**GIVEN PROBLEM:**
All lines below must be repeated exactly, with the pictures omitted.

Begin SUPPLIED INFORMATION

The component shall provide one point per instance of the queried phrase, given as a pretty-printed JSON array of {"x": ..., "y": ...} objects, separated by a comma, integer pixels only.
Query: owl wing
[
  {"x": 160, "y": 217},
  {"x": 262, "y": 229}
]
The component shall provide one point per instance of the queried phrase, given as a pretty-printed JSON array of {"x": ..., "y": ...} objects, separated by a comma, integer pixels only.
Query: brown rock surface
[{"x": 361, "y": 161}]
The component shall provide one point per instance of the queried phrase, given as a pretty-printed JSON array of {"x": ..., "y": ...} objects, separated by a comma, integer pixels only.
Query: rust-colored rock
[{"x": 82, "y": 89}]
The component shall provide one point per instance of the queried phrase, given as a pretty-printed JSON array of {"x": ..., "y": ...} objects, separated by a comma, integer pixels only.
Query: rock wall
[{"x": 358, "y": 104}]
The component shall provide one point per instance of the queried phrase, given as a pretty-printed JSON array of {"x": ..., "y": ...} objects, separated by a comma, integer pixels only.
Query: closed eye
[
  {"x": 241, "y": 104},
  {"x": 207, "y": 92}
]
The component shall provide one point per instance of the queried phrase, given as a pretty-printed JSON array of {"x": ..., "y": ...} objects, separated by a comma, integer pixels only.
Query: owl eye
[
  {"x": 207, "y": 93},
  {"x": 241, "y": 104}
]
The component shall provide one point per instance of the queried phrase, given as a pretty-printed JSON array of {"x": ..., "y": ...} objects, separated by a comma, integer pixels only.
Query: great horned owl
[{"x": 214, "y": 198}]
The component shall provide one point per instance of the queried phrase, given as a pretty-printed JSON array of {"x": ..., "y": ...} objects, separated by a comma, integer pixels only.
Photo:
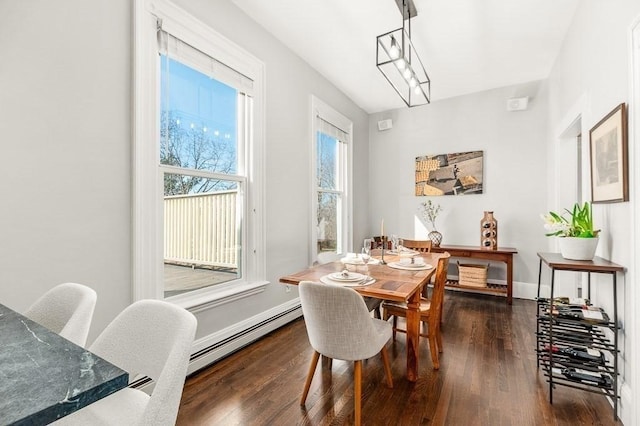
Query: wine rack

End SUPPLIED INFORMATION

**RESULT OF THE TASK:**
The component shall provide one point per instance of the queried phrase, given as a pretty-printed JSON array of {"x": ..., "y": ...} objects, separated by a comma, integer pixels only.
Query: owl wing
[
  {"x": 160, "y": 217},
  {"x": 262, "y": 229}
]
The component shall provide one point per instance of the queried phrase, given as a pretty-printed JSON array of {"x": ..., "y": ...} objects, separated by a comma, integer pixels only.
Query: brown rock surface
[{"x": 361, "y": 161}]
The component shall provide one point per instance of the queried phrase, given as a pretty-printed JSON array of {"x": ..., "y": ...} objects, separated by a comma, integer pixels only.
Query: rust-colored rock
[{"x": 82, "y": 89}]
The component shall provide one point per instance of the queried phrase, given as a pretty-printed JSON array of {"x": ..., "y": ...} objects, separated by a comma, integer pixels only.
Query: rock wall
[{"x": 358, "y": 104}]
The component shall provide one point per instance of the queried phrase, given as a pretty-printed JSON array of {"x": ..., "y": ...} objects, separated by a comma, integer pixels only.
Query: closed eye
[
  {"x": 241, "y": 104},
  {"x": 207, "y": 92}
]
The component shall provide one point per instance of the queried phrase, given as a pretty-printed JSON array of {"x": ..., "y": ...} objects, separated by a comma, integer pixels only.
Query: owl eye
[
  {"x": 207, "y": 93},
  {"x": 241, "y": 104}
]
The component shall provide one point per instance of the queried phrase, given as a pretty-printed JSON array of {"x": ..., "y": ...} objects, separated by a comma, integer pixels only.
Query: great horned owl
[{"x": 214, "y": 198}]
The component shall provide one point per instance of the queried phrase, given as a pretty-printed JSON array of {"x": ..., "y": ...} objects, separated by a comma, integer pixels only.
Photo:
Query: wine rack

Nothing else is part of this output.